_Directions for this task_.
With the pictures left out, retype exactly the lines below starting at the line that contains "[locate] the yurt" and ending at the line that contains "[locate] the white canvas".
..........
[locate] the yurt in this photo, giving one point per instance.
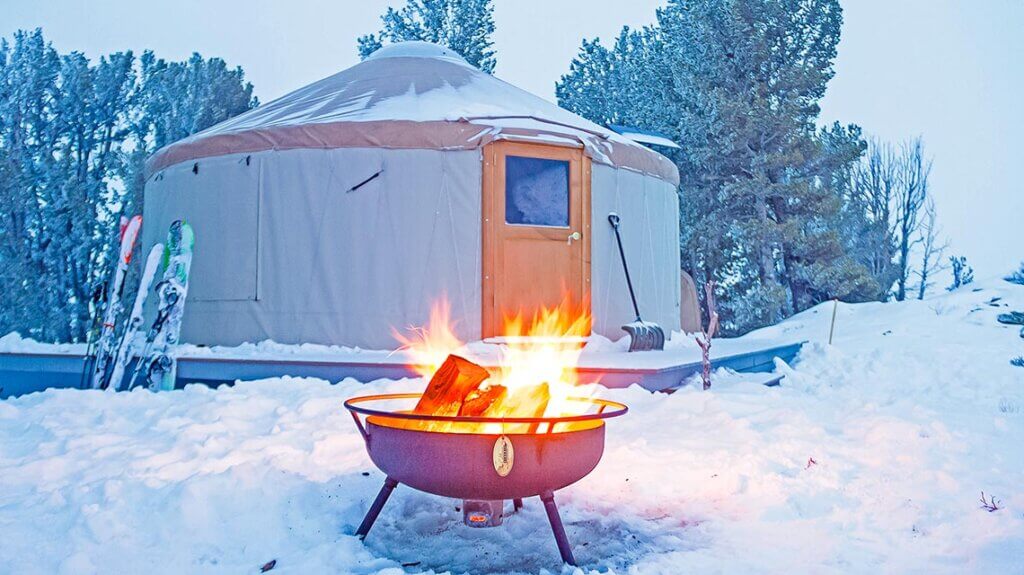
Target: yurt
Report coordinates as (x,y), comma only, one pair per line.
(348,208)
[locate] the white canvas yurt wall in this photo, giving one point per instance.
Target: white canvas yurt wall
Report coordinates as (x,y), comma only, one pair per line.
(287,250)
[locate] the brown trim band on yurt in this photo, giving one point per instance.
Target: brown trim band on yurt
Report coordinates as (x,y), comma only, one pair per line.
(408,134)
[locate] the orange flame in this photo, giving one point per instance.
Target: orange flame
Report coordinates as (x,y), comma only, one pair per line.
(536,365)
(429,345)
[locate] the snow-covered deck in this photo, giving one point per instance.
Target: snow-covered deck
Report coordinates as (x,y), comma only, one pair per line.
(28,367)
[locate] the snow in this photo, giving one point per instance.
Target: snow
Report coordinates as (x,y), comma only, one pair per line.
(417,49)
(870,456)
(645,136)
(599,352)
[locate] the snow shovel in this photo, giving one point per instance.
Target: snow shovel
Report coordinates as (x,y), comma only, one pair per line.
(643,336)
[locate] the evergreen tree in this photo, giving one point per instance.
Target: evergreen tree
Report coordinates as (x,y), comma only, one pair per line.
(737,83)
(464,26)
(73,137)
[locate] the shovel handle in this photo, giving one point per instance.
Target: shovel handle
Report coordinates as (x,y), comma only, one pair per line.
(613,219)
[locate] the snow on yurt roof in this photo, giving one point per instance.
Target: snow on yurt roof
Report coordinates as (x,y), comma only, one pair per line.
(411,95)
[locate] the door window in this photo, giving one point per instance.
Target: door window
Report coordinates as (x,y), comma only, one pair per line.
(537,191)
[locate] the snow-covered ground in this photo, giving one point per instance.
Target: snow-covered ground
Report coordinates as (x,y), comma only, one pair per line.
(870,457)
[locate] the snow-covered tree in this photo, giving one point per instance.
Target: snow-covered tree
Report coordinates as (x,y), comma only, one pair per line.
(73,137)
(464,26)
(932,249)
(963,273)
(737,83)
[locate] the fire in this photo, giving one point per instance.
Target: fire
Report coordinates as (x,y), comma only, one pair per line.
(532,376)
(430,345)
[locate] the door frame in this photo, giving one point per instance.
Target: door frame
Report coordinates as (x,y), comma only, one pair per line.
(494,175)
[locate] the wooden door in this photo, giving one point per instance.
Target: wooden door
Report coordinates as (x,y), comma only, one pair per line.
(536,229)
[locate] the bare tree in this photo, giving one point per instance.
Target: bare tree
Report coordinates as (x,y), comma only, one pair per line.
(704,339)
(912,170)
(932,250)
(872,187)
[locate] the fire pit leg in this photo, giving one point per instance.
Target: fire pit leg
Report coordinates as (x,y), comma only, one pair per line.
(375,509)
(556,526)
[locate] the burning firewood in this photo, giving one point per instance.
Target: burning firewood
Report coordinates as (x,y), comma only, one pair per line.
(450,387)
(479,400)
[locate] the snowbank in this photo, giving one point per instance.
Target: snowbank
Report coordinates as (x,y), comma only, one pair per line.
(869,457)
..........
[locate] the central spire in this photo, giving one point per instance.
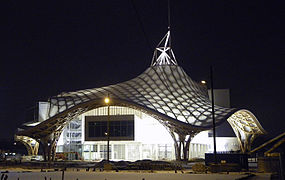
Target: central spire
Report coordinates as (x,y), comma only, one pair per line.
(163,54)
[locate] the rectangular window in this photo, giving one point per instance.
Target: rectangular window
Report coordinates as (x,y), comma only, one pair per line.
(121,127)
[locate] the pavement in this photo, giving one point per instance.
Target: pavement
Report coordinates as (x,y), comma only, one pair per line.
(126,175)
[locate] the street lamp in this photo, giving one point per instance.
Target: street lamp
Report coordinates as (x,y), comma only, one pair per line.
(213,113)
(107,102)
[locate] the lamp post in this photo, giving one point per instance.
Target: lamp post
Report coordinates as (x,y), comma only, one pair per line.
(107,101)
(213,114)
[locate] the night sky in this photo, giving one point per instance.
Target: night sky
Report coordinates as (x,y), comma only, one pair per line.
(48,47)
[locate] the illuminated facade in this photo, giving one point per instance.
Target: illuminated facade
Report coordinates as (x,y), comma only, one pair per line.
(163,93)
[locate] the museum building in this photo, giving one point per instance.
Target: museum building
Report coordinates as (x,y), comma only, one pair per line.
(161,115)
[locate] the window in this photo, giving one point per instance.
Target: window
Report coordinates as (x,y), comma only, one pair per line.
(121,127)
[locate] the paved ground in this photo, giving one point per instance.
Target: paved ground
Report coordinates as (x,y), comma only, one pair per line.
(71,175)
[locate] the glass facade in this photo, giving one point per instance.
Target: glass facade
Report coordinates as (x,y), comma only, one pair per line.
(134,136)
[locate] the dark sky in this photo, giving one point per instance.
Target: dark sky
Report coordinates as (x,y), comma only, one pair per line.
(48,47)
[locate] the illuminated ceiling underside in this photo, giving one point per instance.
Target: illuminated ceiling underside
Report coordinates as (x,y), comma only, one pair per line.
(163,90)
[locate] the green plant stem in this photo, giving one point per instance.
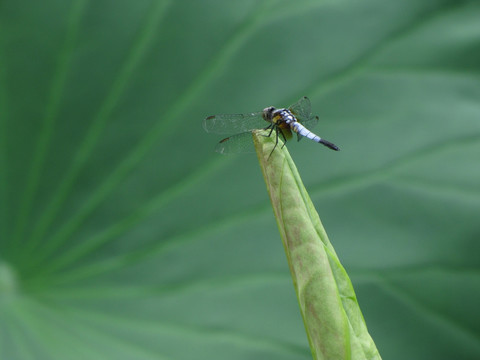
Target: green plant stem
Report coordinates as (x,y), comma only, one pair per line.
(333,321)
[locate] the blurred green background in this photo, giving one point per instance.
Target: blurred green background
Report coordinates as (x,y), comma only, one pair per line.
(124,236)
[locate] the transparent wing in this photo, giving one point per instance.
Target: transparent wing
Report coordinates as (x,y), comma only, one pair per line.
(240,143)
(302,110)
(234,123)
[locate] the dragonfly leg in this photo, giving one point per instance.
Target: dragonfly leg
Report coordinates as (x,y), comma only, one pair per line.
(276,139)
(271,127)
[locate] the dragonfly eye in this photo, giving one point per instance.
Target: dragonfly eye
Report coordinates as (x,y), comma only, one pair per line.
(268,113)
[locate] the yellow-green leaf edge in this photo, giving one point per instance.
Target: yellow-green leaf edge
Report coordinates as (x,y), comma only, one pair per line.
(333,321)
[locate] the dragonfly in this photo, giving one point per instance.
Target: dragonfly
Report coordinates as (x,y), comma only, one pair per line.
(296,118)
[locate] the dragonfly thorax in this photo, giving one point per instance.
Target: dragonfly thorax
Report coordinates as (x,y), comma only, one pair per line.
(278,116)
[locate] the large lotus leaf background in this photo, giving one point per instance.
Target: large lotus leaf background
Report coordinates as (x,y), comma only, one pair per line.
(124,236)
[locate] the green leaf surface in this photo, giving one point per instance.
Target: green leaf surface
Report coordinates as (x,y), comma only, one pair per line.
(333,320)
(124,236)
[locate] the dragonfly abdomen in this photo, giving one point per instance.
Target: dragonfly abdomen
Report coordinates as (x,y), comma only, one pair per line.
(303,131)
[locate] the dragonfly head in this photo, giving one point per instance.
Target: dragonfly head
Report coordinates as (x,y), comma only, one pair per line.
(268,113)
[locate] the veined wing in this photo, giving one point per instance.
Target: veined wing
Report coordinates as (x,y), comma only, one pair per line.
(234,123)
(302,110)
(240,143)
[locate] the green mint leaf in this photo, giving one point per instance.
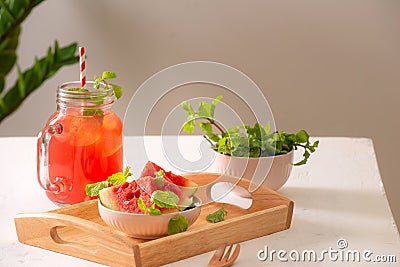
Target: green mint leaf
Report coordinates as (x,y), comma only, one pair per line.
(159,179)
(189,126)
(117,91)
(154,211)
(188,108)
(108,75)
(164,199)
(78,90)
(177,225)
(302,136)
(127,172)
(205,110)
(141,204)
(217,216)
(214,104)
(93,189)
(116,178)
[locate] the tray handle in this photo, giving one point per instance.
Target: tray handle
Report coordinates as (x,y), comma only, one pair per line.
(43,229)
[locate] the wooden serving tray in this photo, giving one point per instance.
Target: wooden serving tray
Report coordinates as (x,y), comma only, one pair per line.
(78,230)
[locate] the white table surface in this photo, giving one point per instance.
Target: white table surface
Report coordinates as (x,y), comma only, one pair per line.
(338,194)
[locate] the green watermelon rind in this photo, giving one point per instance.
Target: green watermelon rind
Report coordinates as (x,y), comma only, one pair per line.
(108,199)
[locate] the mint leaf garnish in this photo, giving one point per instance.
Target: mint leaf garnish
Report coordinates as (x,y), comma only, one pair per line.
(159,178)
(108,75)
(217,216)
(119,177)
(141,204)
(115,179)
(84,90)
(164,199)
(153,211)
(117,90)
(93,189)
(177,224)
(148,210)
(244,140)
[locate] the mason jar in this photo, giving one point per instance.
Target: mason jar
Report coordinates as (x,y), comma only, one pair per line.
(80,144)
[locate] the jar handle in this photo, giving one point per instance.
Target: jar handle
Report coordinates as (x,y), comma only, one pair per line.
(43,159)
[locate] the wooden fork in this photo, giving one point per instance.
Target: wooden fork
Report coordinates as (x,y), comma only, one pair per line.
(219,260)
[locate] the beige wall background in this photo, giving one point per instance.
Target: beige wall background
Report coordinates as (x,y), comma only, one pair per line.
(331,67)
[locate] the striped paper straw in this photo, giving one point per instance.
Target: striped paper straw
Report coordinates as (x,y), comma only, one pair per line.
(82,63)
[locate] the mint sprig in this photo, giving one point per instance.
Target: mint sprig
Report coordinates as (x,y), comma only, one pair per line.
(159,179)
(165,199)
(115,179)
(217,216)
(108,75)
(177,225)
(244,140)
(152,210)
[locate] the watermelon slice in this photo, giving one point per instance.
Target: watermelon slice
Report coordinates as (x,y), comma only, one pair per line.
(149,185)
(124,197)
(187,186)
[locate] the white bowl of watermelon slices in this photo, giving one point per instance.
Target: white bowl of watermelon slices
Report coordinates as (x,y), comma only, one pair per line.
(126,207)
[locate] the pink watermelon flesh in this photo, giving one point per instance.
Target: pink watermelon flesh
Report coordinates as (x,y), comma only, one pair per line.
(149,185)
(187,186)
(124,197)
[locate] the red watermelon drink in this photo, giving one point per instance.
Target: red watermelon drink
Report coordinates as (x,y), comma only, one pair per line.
..........
_Completed task_.
[locate] the yurt in this photo, giving one point per instance.
Target: yurt
Report coordinates as (x,y), comma only, one pair per line.
(348,208)
[locate] the white canvas yurt wall in this photo, giving one point per instance.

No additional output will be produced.